Jef is Greater City Providence's co-founder, editor, and publisher. He grew up on Cape Cod and lived in Boston; Portland, Maine; and New York before settling in Providence. In addition to urbanism, Jef is interested in art, design, and ice cream. Please feel free to contact Jef if you have any question or comments about Greater City Providence.

10 comments

  • I’m really confused about how they’ve labeled their elevations. Should “south” elevation be the side of the building that faces south, etc.? I don’t think that’s what they’ve done, in fact I’m sure of it.

  • Are they asking for relief from the landscaping requirements? Because it sure doesn’t look like there’s enough canopy cover there.

  • Would be lovely for Seekonk or Warwick.

    I just can’t for the life of me understand why anyone visiting Providence would want to stay in a suburban style hotel sandwiched next to a homeless shelter, sniffing and listening distance to the highway, in a place you wouldn’t want to walk to anywhere.

    And if you do like suburban style hotels (i.e. FREE SURFACE PARKING LOT), you probably don’t like the urban elements like a homeless shelter next to them. You’d probably keep motoring to a “safer” destination.

  • Frankly, I’m pretty shocked anyone has interest in developing this parcel. The fact that the design is not particularly offensive and they’re even asking for less parking makes it pretty appealing to see go up as is.

  • That area needs a revival and I hope the hotel does just that, hopefully guest are from out of town and don’t realize the condition of that area. I’m happy something is going in there, it’s a huge eye sore next to the highway. Maybe it can be an anchor point and cause a development domino effect for that area. Big parking lot though, they need a lush landscape.

  • This is only tangentially relevant to the conversation on the building itself, but I’ve been lately trying to imagine how the city could encourage a rethinking of I-95 in achievable, manageable stages. Since we’re running up against a time clock with the 6/10 project, and likely to get (at best) a “halo” compromise, I’ve been thinking about how we could free ourselves from the RIDOT schedule on these types of things. Could an approach to rethinking the highway also help to change these awful suburban designs? It seems like so long as we’re thinking of the Jewelry District as a place that’s directly next to I-95, we’re going to get a Warwick-style design from a lot of developers.

#### Tasks and exercises:
(A) According to the Greater City Providence text, where did Jef grow up?
(B) Carry the Greater City Providence text on from its last sentence.
The data comes from a different source than the Greater City Providence text.

#### Input data:
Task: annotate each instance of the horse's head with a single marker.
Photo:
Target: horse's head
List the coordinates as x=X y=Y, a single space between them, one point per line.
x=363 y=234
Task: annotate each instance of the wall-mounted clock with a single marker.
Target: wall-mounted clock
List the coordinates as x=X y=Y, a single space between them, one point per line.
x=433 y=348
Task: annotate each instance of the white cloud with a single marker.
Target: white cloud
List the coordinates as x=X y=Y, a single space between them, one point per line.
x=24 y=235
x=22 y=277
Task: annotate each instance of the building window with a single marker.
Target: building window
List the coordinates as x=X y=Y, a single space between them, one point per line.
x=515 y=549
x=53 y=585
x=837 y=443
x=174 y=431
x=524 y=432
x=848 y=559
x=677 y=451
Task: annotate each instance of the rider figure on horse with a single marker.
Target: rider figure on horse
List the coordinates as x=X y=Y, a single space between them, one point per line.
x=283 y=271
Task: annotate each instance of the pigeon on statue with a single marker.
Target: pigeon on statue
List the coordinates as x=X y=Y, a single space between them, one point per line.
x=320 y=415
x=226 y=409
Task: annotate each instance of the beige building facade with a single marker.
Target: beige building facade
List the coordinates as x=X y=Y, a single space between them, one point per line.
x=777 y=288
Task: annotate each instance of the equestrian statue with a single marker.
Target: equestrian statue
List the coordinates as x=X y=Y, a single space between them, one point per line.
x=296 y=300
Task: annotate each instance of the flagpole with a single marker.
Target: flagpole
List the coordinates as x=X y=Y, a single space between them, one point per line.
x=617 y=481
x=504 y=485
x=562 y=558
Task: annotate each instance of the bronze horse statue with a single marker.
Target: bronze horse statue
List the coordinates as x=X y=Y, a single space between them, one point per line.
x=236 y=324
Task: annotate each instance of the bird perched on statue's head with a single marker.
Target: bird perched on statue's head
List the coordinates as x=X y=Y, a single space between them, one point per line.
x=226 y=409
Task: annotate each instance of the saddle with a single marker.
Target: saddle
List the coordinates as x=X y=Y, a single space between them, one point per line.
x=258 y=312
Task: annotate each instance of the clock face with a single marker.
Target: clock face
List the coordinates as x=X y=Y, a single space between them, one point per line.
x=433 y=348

...

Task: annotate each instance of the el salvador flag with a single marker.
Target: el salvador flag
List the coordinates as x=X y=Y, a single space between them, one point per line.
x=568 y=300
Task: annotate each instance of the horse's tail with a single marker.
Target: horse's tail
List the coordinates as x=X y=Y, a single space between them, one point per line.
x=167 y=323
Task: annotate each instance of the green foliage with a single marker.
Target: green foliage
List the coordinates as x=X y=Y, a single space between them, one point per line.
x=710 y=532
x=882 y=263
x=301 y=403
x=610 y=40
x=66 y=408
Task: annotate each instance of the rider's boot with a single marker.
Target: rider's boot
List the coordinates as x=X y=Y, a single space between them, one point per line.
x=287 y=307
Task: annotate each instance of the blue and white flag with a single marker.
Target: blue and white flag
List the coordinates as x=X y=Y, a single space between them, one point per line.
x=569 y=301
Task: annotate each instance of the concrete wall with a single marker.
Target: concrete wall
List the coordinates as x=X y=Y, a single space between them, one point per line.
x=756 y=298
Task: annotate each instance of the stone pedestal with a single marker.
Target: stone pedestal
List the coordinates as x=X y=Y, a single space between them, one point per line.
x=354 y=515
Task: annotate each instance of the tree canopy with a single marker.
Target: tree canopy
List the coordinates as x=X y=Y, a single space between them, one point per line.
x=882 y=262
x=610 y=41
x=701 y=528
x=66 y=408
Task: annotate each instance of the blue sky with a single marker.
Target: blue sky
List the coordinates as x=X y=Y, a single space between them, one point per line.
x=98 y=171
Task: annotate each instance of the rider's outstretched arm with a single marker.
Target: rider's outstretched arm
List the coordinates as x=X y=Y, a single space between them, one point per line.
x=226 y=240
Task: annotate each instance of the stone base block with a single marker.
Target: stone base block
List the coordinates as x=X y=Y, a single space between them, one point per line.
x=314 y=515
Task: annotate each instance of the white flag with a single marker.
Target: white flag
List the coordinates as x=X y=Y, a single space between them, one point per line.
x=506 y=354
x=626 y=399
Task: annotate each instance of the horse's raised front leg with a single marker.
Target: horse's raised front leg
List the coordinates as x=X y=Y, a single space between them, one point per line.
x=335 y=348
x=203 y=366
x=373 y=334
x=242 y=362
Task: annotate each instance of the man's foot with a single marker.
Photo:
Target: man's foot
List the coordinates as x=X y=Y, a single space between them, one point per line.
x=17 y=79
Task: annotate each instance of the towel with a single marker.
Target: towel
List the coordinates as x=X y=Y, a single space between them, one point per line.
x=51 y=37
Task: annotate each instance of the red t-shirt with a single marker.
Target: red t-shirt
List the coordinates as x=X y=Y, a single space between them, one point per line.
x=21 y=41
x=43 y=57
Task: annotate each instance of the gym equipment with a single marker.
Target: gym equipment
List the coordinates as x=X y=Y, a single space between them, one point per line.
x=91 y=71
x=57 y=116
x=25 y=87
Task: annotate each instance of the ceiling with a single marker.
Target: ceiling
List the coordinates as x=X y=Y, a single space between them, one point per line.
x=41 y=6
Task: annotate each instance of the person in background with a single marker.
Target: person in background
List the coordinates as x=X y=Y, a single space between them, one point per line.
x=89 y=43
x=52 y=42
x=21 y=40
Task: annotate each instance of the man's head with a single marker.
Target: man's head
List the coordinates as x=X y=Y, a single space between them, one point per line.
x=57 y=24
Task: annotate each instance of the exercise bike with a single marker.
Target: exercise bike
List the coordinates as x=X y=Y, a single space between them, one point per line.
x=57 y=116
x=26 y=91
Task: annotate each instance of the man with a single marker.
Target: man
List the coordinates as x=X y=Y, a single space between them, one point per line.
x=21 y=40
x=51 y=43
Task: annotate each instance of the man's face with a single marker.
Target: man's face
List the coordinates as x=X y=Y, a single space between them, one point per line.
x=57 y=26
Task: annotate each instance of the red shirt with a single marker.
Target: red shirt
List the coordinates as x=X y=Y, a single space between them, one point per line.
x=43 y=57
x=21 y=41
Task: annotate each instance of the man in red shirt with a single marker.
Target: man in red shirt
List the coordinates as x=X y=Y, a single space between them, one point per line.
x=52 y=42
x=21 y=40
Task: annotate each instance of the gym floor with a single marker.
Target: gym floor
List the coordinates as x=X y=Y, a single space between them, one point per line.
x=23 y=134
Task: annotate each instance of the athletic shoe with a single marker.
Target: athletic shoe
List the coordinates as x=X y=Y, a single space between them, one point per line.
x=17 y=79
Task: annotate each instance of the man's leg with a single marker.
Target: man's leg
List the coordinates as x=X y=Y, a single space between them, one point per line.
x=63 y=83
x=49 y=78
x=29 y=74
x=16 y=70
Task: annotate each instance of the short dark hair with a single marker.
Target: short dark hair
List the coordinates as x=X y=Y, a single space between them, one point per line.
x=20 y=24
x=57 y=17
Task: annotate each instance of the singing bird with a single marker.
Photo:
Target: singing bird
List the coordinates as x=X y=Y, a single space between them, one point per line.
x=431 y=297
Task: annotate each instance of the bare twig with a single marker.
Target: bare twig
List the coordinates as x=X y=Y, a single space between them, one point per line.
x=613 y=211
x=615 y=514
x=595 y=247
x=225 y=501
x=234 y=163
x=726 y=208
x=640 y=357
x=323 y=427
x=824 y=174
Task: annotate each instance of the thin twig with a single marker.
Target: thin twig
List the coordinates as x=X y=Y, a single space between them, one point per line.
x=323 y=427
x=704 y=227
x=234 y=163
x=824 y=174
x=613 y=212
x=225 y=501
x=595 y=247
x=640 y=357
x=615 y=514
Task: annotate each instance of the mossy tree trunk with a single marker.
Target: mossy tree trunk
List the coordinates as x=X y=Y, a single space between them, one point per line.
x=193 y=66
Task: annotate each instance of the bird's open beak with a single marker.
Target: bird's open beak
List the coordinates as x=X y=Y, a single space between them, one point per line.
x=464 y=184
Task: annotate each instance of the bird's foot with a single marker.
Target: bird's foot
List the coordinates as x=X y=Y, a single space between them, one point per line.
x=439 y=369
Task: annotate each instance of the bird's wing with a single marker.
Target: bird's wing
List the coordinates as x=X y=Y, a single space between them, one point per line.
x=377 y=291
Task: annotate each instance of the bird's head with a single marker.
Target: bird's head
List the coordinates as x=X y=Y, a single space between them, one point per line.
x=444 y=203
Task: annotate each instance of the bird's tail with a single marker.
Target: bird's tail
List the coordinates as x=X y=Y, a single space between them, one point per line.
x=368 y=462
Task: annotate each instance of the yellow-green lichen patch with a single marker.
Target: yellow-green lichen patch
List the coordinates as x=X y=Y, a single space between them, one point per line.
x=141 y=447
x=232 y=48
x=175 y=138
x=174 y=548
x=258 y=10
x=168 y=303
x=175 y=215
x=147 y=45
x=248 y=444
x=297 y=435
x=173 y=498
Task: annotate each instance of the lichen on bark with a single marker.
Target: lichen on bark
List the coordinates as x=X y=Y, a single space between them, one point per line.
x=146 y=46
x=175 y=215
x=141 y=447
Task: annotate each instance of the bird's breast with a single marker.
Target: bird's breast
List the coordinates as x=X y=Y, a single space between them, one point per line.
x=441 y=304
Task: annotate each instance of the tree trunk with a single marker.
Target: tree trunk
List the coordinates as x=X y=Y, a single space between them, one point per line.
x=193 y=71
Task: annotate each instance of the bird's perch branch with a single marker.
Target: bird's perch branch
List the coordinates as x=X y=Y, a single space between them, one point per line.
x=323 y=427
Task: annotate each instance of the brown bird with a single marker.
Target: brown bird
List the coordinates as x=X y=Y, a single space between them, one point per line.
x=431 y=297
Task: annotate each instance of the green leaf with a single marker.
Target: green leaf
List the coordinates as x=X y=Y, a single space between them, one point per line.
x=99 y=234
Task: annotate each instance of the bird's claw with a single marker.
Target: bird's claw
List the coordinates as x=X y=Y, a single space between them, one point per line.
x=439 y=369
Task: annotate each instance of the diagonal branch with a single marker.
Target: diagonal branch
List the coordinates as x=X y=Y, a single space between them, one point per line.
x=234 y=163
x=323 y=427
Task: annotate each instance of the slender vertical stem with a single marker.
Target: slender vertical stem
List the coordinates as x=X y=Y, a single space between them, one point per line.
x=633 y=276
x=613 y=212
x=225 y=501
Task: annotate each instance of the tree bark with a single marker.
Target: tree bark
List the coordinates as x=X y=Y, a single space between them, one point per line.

#### Task responses:
(A) On Cape Cod.

(B)
    http://www.transportprovidence.org/2016/10/i-95-removing-it-on-our-schedule.html

  • Also, as far as things go, why are we still demanding *any* parking in downtown parcels?

    :-/ Can’t wrap my head around it.

  • I don’t really have any issue with this. Maybe there will be better enforcing of loitering and a reduction in litter.

    I’m all about connecting the downtown to the western neighborhoods, increasing pedestrian crossings will help at least change the perception that it isn’t safe to walk across 95 to downtown. Hopefully.

    Decking over 95 is the real solution. Air quality, connectivity, property values, tourism — all positively affected. 95 slices us through the heart and it needs to disappear under a green corridor of gardens and a pedestrian mall. I’ve always believed that the best way to implement the “core connector” would be to just run a dedicated raised bus line along the 95 corridor from the Mall to RI Hospital. The origin being somewhere close enough to walk *inside* the mall from the Train Station, with stops being Atwells/Broadway, Westminster, and a terminus at Point Street.

    All the talk about the 6/10 connector being a tunnel with green space and a dedicated bus lane on top got me thinking… why can’t that be done on 95 (for far cheaper). Westminster Crossings was the first to suggest it, but it really does make a lot of sense. Making the path dedicated avoids all traffic congestion issues that the Silver Line has in Boston.

  • Actually it’s better that they set the building back from the service road. Turning out of Pine street is already a challenge, no need to make it more difficult to see oncoming traffic.

    Conduit street is already abandoned, its been turned into crossroads parking and has a gate across it.